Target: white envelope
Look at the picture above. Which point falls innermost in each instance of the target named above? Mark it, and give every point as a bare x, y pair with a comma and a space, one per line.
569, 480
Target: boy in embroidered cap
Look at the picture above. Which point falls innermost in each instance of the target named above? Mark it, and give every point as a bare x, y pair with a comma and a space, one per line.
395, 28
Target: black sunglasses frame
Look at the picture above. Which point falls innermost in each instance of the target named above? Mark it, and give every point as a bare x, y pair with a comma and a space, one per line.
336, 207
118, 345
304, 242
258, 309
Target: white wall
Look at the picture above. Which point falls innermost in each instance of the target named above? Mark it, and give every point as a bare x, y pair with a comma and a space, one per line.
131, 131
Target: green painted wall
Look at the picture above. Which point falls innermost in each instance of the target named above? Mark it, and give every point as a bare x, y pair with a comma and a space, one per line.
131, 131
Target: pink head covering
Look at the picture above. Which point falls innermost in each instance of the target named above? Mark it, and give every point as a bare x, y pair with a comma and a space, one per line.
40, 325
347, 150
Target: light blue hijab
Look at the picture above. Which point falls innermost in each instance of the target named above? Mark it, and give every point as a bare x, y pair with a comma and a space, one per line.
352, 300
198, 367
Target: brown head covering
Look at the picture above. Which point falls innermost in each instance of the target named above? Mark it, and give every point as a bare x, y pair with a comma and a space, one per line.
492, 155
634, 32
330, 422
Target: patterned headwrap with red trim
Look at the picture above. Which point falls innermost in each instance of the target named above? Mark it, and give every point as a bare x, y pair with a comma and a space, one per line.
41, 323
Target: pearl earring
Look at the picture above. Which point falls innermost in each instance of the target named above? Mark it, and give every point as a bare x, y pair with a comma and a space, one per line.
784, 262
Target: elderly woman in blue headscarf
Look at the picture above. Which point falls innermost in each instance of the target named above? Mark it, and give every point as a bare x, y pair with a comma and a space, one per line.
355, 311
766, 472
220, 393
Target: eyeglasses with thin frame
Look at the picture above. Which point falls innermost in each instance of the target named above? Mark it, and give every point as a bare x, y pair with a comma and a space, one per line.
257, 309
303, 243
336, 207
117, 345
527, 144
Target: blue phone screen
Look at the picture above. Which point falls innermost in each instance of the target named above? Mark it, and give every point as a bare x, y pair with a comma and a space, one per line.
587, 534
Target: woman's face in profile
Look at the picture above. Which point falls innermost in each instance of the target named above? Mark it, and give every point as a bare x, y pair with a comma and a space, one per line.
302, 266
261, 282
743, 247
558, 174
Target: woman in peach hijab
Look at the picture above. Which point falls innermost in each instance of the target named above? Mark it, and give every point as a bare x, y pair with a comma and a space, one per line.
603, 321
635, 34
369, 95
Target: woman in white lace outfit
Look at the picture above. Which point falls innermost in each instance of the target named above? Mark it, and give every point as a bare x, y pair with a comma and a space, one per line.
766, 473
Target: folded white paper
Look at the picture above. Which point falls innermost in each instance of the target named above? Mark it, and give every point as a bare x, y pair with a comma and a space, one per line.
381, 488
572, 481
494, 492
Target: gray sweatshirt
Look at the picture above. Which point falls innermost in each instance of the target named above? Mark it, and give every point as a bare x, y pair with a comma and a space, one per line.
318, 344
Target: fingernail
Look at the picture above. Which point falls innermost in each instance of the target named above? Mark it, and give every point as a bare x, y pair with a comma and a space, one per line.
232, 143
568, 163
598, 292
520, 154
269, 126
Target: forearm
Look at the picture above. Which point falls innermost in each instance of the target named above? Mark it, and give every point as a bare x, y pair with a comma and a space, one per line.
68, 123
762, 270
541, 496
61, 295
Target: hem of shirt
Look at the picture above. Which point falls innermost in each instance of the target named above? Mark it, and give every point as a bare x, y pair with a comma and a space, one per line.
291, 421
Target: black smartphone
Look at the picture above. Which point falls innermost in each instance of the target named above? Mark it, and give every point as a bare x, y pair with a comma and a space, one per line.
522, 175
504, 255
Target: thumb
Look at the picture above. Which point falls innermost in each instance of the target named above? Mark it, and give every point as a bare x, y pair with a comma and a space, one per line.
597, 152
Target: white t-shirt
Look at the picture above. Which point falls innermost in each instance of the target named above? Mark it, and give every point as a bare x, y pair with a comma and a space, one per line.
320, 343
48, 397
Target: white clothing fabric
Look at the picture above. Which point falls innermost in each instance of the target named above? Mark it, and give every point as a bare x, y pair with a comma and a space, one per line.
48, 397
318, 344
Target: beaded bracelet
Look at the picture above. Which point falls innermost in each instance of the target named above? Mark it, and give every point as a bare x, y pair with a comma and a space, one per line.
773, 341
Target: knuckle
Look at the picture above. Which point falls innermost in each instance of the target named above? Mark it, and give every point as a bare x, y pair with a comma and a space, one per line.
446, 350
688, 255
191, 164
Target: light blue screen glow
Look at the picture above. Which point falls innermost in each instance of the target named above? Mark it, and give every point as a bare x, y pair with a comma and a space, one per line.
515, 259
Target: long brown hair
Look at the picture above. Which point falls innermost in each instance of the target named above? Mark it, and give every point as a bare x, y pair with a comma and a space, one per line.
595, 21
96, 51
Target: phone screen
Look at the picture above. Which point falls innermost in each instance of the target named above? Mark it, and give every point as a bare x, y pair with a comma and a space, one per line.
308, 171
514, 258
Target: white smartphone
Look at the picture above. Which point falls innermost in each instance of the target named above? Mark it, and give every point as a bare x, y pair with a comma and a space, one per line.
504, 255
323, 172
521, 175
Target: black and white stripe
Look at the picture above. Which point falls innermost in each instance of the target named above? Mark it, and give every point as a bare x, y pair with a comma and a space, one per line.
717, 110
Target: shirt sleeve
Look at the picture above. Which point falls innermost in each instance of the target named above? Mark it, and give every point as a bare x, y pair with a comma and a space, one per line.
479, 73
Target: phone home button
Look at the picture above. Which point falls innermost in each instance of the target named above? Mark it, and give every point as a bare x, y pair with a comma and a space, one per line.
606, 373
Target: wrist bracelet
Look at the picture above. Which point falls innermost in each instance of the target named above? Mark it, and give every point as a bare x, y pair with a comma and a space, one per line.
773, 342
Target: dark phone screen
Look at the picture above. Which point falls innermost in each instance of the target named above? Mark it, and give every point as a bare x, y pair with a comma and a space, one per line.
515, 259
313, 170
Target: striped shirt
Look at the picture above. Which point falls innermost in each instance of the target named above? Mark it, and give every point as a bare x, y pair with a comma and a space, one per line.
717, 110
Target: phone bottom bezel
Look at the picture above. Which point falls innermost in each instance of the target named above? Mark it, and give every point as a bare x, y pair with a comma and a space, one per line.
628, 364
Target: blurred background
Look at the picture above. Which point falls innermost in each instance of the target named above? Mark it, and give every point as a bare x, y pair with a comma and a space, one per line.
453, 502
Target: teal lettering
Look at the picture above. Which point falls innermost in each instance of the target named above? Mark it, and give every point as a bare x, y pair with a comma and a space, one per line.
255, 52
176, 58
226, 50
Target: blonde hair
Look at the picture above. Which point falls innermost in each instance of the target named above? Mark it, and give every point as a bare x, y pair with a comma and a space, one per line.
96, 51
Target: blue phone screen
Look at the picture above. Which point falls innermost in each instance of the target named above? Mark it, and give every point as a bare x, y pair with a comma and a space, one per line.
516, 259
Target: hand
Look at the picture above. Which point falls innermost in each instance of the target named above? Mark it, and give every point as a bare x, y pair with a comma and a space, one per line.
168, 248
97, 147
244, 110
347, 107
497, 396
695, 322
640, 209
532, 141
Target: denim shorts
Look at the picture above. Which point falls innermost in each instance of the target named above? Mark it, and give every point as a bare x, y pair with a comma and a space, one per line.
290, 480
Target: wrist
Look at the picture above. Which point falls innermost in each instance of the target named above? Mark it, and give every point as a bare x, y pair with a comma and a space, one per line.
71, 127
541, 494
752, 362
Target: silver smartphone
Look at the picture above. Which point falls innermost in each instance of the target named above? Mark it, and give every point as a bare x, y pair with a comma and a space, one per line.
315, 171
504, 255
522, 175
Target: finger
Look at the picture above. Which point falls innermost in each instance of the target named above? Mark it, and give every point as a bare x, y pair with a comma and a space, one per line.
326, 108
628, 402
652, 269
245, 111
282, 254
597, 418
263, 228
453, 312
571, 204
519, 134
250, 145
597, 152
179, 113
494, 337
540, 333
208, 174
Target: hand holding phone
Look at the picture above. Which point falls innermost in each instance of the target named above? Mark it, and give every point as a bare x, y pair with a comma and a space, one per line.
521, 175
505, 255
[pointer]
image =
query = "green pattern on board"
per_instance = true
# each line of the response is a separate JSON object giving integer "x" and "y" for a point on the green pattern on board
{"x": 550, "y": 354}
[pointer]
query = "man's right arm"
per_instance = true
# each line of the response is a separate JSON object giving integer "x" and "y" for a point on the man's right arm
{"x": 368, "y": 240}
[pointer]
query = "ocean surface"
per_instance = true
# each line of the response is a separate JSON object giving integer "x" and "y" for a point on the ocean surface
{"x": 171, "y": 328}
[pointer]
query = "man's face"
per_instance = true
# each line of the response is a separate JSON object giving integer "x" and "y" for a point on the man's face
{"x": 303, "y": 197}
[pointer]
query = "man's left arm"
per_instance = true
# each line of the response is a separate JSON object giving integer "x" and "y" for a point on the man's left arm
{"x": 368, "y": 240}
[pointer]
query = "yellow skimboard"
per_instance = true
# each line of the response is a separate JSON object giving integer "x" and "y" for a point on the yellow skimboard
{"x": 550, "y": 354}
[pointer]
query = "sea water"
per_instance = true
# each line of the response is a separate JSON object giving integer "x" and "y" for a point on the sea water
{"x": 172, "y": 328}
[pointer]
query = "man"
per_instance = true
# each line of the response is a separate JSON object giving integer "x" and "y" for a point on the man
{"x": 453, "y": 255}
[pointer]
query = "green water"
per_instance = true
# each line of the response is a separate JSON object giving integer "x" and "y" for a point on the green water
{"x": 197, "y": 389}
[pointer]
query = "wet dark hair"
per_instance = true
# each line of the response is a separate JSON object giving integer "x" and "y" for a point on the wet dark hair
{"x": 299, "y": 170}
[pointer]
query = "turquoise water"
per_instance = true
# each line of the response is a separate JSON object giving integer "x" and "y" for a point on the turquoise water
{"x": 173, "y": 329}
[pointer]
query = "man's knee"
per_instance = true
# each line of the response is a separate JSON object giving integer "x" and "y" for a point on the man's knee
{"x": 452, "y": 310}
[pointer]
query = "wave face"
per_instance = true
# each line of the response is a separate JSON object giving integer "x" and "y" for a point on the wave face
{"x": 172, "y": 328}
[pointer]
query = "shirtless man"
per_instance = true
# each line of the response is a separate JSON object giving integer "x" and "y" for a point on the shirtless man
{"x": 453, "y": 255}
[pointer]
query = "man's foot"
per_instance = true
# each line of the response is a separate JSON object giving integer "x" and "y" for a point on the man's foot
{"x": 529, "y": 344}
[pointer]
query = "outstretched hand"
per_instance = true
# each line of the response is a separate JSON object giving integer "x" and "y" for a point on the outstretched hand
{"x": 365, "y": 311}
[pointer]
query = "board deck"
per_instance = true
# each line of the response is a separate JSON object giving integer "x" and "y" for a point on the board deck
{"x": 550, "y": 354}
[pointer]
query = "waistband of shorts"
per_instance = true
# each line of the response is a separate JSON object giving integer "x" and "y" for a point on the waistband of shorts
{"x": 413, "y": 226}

■ PROBLEM TO SOLVE: Start at the first line of the data above. Stop after the line containing "Target: green painted wall", reproducing each line exactly and adding nothing.

■ WRITTEN RESPONSE:
Target: white envelope
Look at the picture above. Which point falls innermost in each instance of the target named above? Mark it, and give every point as a bare x, y pair with a comma and a space, one per line.
569, 480
Target: boy in embroidered cap
Look at the picture above. Which point falls innermost in each instance of the target named above? Mark it, and give every point as a bare x, y pair with a comma and a space, one per line.
395, 28
Target: black sunglasses frame
Look at the picture above. Which point falls innermost in each instance of the target named above? Mark it, and give every point as a bare x, y pair with a comma and a space, one per line.
336, 207
118, 345
304, 242
258, 309
Target: white wall
Look at the picture above. Which point falls innermost in each instance of the target named above? Mark it, and give every point as a bare x, y pair with a comma and a space, one per line.
131, 131
Target: green painted wall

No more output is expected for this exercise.